- Source records

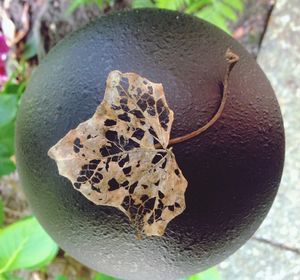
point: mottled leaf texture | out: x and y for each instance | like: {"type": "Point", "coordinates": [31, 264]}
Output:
{"type": "Point", "coordinates": [119, 157]}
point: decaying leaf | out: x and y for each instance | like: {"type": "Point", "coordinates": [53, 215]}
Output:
{"type": "Point", "coordinates": [119, 157]}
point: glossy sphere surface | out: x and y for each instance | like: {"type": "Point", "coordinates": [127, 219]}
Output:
{"type": "Point", "coordinates": [233, 169]}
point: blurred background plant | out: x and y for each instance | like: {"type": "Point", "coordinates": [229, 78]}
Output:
{"type": "Point", "coordinates": [27, 32]}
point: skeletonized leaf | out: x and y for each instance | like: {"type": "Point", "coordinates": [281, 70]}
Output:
{"type": "Point", "coordinates": [119, 157]}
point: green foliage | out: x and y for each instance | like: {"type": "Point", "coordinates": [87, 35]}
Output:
{"type": "Point", "coordinates": [9, 99]}
{"type": "Point", "coordinates": [101, 276]}
{"type": "Point", "coordinates": [25, 244]}
{"type": "Point", "coordinates": [210, 274]}
{"type": "Point", "coordinates": [1, 212]}
{"type": "Point", "coordinates": [61, 277]}
{"type": "Point", "coordinates": [217, 12]}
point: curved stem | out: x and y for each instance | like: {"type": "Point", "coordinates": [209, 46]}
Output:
{"type": "Point", "coordinates": [231, 59]}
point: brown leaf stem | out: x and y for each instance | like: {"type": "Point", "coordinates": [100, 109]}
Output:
{"type": "Point", "coordinates": [231, 59]}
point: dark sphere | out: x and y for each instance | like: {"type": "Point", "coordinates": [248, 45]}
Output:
{"type": "Point", "coordinates": [233, 169]}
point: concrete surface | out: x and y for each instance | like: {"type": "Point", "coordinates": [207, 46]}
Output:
{"type": "Point", "coordinates": [274, 252]}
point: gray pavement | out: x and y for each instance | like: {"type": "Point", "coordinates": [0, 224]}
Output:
{"type": "Point", "coordinates": [274, 253]}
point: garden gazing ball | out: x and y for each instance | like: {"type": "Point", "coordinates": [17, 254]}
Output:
{"type": "Point", "coordinates": [103, 155]}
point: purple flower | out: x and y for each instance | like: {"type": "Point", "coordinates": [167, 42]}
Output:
{"type": "Point", "coordinates": [3, 56]}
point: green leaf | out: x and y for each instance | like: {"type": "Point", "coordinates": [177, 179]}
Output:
{"type": "Point", "coordinates": [235, 4]}
{"type": "Point", "coordinates": [1, 212]}
{"type": "Point", "coordinates": [25, 244]}
{"type": "Point", "coordinates": [8, 107]}
{"type": "Point", "coordinates": [101, 276]}
{"type": "Point", "coordinates": [6, 166]}
{"type": "Point", "coordinates": [31, 47]}
{"type": "Point", "coordinates": [10, 276]}
{"type": "Point", "coordinates": [210, 274]}
{"type": "Point", "coordinates": [61, 277]}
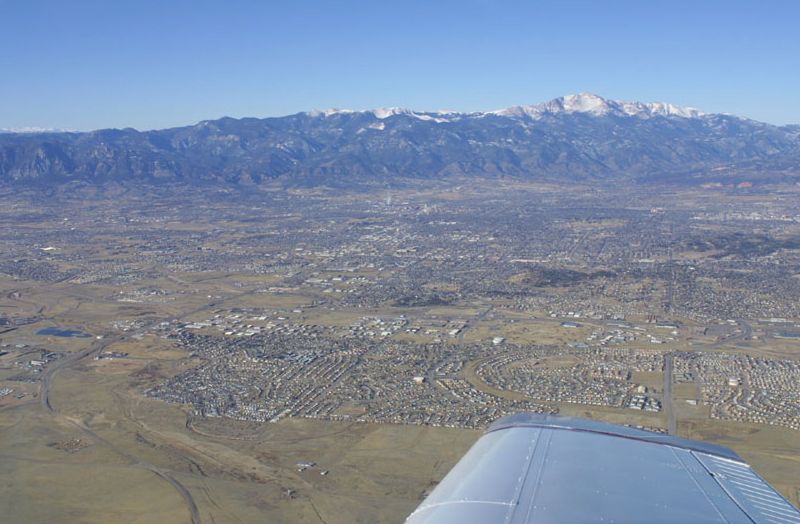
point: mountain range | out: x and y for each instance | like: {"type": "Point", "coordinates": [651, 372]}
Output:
{"type": "Point", "coordinates": [580, 137]}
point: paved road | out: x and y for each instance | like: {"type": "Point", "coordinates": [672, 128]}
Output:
{"type": "Point", "coordinates": [672, 423]}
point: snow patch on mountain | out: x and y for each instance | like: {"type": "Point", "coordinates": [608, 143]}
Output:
{"type": "Point", "coordinates": [588, 103]}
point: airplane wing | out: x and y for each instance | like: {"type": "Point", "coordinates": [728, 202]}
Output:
{"type": "Point", "coordinates": [532, 468]}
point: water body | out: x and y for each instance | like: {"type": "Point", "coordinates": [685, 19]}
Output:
{"type": "Point", "coordinates": [58, 332]}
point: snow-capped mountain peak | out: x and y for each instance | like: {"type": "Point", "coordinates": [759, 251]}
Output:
{"type": "Point", "coordinates": [596, 105]}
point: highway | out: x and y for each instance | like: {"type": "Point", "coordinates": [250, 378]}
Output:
{"type": "Point", "coordinates": [672, 424]}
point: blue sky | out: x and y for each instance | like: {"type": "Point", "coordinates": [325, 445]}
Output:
{"type": "Point", "coordinates": [80, 64]}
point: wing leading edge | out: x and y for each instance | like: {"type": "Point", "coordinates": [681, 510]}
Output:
{"type": "Point", "coordinates": [533, 468]}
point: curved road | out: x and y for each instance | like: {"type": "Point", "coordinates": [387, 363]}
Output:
{"type": "Point", "coordinates": [97, 347]}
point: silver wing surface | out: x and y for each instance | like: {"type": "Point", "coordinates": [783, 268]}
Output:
{"type": "Point", "coordinates": [532, 468]}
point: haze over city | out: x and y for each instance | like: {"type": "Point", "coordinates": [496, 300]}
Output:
{"type": "Point", "coordinates": [379, 262]}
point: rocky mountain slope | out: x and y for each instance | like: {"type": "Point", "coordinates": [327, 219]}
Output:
{"type": "Point", "coordinates": [577, 137]}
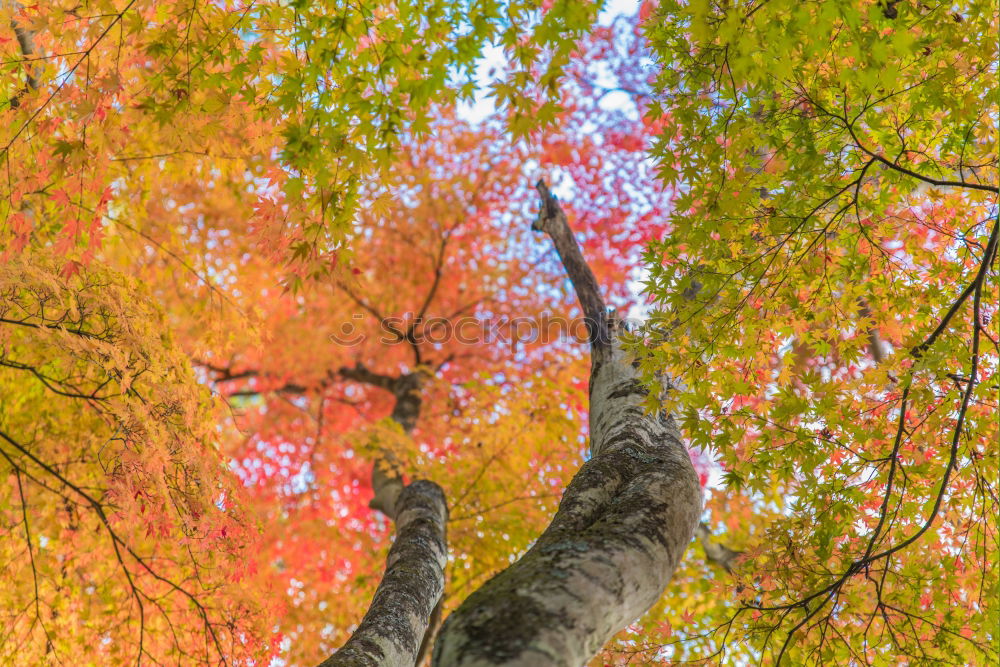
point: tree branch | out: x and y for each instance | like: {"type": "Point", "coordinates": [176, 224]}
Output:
{"type": "Point", "coordinates": [621, 528]}
{"type": "Point", "coordinates": [552, 221]}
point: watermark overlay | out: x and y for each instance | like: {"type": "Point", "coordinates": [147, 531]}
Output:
{"type": "Point", "coordinates": [466, 330]}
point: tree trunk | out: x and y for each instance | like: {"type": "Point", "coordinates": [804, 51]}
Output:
{"type": "Point", "coordinates": [405, 610]}
{"type": "Point", "coordinates": [621, 528]}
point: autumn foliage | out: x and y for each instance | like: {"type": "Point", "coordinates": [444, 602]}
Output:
{"type": "Point", "coordinates": [223, 222]}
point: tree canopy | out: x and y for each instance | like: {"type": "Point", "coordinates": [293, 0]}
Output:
{"type": "Point", "coordinates": [259, 261]}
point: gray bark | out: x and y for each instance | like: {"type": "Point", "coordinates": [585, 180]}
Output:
{"type": "Point", "coordinates": [621, 528]}
{"type": "Point", "coordinates": [406, 608]}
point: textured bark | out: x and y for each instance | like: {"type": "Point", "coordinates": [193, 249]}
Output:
{"type": "Point", "coordinates": [619, 533]}
{"type": "Point", "coordinates": [715, 552]}
{"type": "Point", "coordinates": [392, 631]}
{"type": "Point", "coordinates": [406, 609]}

- Your instructions
Counting only lines that contain the word "curved", how many are there in the records above? Give the number alone.

- Exercise output
2